Text segment:
□ □ □

Hot job market spurs new interest in personality tests
As millions of workers are returning to the workplace in the wake of COVID displacement, employers are searching for ways to find the right people for the right job and the right context—at work, hybrid, remote. This effort includes a growing recognition that resumes of past achievement are too often imperfect predictors of future success. As a result, increasing numbers of employers are turning to personality tests, hoping to find desired character traits beyond those reflected in a CV.
Background
In 2007, the Equal Employment Opportunity Commission (EEOC) issued a guidance on “Employment Tests and Selection Procedures,” which included only a single reference to personality tests. As recently as 2018, however, the agency settled a claim against Best Buy, asserting the company’s use of personality tests/assessments during the application process adversely affected applicants based on race and national origin.

□ □ □

Dataset excerpts:
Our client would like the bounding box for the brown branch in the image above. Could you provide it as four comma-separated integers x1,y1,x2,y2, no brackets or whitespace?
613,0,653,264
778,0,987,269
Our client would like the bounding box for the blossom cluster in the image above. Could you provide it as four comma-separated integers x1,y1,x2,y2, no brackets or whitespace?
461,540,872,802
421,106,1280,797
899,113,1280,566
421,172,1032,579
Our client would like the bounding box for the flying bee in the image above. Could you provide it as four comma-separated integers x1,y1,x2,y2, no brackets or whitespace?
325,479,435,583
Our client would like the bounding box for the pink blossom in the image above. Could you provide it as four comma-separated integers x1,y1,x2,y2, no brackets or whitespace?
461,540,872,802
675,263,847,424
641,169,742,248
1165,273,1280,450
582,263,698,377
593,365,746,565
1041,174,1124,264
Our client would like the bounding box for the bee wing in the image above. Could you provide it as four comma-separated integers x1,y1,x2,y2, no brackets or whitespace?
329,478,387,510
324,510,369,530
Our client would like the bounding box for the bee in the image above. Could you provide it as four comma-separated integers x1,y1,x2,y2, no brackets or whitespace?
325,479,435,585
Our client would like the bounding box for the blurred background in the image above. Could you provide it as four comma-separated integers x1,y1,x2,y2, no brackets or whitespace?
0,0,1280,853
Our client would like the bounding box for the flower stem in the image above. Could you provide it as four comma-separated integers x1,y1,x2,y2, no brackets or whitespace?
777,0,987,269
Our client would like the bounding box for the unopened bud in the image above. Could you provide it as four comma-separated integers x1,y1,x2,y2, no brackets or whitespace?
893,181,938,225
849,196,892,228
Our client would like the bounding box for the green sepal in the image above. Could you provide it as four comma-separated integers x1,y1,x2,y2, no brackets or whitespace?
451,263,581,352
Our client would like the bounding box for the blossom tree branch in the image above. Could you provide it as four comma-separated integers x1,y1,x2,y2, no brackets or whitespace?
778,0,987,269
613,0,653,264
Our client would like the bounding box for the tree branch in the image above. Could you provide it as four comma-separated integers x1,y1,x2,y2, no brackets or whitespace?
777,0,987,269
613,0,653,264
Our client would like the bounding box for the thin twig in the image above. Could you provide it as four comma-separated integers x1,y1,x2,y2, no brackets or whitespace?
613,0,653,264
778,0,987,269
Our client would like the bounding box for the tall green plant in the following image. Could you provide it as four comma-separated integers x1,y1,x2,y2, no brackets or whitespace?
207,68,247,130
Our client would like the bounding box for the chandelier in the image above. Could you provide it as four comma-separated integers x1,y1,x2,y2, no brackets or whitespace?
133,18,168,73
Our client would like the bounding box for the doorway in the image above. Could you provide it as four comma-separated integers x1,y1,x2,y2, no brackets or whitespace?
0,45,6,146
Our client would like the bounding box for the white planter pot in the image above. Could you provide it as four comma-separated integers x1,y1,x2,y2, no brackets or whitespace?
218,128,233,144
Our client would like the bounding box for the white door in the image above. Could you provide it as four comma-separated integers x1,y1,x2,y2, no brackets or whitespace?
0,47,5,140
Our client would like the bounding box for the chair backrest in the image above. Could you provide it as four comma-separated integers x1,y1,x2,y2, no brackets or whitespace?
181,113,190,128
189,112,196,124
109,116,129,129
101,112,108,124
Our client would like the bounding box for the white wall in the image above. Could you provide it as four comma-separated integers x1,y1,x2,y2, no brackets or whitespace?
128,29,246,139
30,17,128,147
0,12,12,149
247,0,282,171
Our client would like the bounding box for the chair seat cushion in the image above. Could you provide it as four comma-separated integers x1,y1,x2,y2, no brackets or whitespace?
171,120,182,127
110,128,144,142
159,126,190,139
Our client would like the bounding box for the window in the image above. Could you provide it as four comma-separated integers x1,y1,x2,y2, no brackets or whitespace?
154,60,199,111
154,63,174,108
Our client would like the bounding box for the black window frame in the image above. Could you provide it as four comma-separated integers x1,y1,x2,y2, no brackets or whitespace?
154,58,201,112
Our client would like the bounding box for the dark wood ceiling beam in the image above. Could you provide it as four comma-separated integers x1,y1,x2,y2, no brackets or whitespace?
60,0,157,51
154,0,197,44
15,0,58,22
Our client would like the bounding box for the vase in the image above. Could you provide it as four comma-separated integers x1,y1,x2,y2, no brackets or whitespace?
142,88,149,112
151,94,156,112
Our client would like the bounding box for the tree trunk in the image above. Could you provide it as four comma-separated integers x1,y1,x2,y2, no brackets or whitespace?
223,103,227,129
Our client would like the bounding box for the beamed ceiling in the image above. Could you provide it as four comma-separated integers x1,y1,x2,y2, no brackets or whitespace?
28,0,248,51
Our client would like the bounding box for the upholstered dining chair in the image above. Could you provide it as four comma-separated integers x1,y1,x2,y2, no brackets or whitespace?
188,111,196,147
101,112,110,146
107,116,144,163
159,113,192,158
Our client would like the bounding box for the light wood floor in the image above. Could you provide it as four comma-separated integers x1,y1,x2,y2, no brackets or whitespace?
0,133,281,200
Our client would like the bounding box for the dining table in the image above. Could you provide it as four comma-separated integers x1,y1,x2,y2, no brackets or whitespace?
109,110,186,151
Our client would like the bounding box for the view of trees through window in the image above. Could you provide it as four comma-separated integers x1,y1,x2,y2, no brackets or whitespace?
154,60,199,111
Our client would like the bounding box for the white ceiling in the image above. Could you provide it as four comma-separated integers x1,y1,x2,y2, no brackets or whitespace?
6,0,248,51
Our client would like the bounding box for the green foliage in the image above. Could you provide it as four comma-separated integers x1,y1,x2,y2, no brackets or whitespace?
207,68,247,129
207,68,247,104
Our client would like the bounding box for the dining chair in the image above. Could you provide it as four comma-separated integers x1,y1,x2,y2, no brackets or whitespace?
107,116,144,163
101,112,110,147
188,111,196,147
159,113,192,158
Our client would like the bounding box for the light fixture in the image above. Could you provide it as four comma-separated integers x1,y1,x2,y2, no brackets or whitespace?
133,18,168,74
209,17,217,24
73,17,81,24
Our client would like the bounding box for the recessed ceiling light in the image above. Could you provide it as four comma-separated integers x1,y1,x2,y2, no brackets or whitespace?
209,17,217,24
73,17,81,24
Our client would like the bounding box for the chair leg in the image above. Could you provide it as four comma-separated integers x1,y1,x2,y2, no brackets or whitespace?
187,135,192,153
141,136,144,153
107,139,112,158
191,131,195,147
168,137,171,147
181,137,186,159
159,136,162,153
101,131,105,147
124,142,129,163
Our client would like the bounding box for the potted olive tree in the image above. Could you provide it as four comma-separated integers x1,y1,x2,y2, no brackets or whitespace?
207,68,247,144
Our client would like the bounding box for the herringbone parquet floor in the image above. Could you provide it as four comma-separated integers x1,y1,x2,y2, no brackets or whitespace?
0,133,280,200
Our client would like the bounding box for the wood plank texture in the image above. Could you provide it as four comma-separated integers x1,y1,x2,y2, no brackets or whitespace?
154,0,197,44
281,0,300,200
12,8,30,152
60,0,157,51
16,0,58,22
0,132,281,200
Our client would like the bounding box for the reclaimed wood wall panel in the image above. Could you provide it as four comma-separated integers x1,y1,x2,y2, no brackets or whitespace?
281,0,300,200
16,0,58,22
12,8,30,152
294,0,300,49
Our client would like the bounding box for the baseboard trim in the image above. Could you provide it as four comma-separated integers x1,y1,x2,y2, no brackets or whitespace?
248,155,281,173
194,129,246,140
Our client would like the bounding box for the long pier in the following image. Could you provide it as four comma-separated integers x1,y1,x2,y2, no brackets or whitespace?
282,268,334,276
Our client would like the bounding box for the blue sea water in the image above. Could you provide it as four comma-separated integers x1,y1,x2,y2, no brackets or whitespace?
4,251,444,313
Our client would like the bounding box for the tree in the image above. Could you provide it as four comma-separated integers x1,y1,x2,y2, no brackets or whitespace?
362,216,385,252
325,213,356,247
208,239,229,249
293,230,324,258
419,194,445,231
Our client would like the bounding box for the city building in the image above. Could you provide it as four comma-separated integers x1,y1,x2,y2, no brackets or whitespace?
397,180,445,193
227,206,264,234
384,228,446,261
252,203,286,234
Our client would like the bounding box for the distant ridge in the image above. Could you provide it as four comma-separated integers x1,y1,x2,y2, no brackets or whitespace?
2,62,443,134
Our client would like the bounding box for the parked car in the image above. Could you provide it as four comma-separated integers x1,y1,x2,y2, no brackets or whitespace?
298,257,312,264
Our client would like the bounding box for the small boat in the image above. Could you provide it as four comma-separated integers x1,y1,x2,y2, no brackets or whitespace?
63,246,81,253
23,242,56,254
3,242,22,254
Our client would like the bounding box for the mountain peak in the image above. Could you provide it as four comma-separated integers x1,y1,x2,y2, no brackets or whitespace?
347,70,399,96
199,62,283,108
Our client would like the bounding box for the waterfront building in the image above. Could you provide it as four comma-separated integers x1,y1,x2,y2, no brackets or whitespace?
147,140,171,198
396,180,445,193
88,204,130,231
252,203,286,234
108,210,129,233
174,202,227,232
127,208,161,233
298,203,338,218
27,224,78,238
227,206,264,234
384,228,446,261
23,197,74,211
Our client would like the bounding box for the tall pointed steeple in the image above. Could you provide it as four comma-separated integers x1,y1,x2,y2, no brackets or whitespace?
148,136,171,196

□ □ □

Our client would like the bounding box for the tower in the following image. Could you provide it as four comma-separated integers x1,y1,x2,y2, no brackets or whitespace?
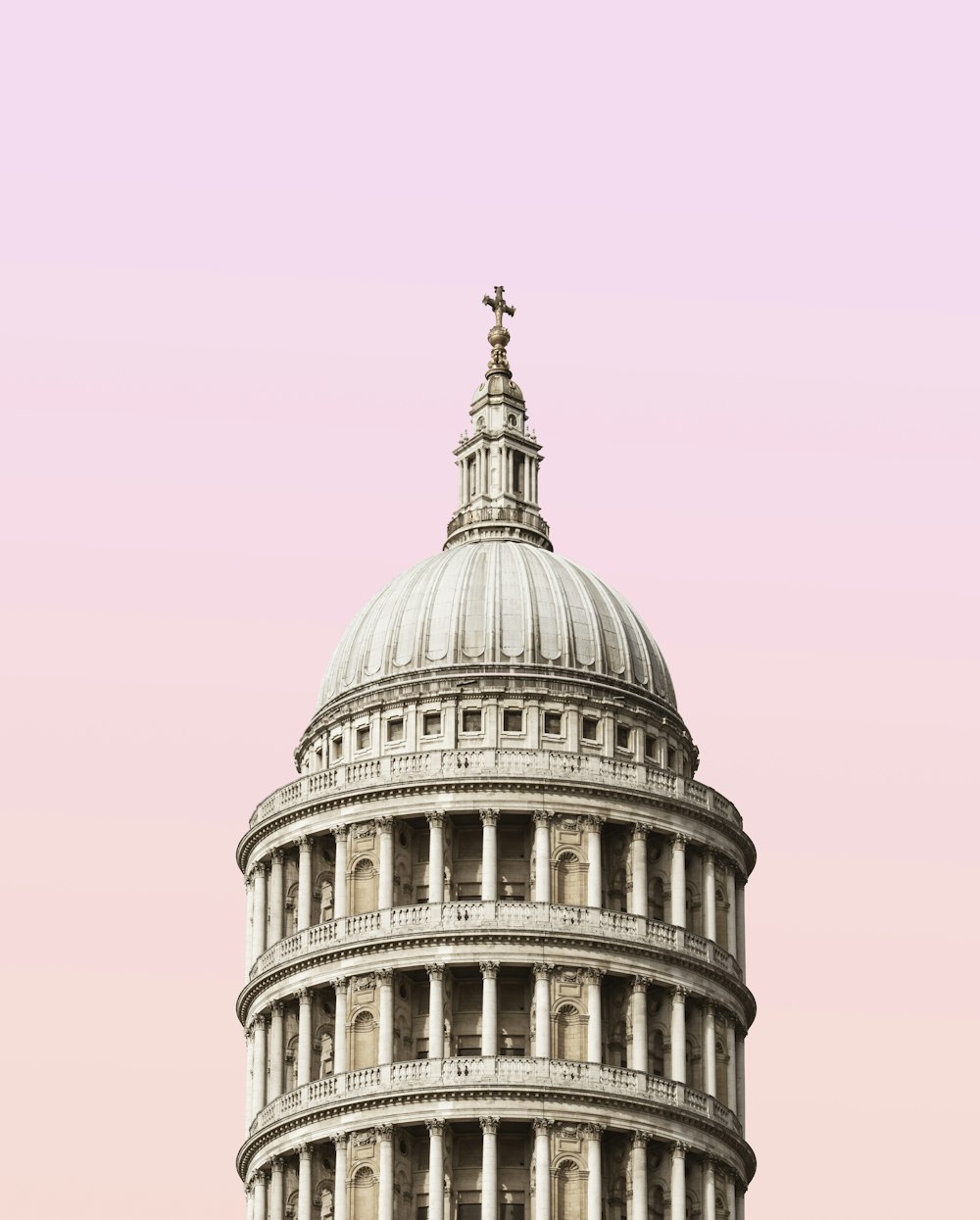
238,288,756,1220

□ □ □

Tasks to complete:
**a.** List the work contexts that the article on personality tests in hiring names for finding the right people.
**b.** Write a continuation of the article on personality tests in hiring, picking up after its final paragraph.

Activity answers:
**a.** at work, hybrid, remote

**b.**
At issue, was the unexplained disparate impact resulting from the use of a test unvalidated for the positions and purposes for which it was used. Since then, as the use of personality tests has expanded (media reports tell of a $2 billion industry), state and federal enforcers are turning their focus on these often amorphous tests.
‘Old’ standards prevail in new contexts
While seeking to find “the diamond in the rough” by means of a personality test, employers must continue to observe all the traditional EEOC standards affecting preemployment testing:
Employment tests and selection procedures should be job-related and consistent with business necessity.